··· DATA TO PROCESS
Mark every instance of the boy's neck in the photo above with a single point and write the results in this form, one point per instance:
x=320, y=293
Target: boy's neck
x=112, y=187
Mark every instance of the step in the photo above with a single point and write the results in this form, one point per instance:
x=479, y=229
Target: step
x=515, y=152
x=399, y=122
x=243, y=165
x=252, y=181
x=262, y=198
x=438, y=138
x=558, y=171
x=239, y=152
······
··· DATA TO PROCESS
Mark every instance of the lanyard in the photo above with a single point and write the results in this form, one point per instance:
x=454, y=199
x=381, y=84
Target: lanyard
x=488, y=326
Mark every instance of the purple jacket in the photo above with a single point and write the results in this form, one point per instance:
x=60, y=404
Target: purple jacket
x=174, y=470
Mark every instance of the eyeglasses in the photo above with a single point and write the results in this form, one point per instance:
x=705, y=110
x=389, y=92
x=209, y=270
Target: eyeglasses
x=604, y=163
······
··· DATA TO PROCESS
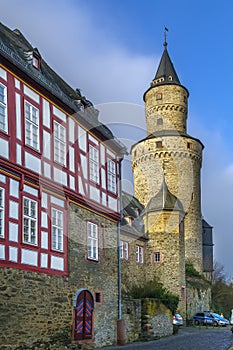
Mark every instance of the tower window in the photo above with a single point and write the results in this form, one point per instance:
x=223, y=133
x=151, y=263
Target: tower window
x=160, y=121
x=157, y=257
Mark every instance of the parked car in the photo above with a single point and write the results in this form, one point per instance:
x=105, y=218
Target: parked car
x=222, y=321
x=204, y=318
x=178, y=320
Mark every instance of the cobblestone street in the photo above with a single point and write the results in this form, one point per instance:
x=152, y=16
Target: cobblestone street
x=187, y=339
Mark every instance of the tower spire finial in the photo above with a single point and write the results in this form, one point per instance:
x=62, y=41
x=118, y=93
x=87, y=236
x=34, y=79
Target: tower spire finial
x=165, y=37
······
## WHAT IS BEING ASKED
Reproduce the records between the lines holding "Mark every instance of the purple" and "x=174, y=470", inclusive, requests and all, and scale every answer coordinate by 1.9, rounding to whole numbers with halves going up. Leave the numbers in the requests and their sample format unchanged.

## RESULT OF THIS EXERCISE
Mark every instance of the purple jacket in the photo above with a single point and write the results in this form, one point per instance:
x=60, y=404
Target: purple jacket
x=331, y=893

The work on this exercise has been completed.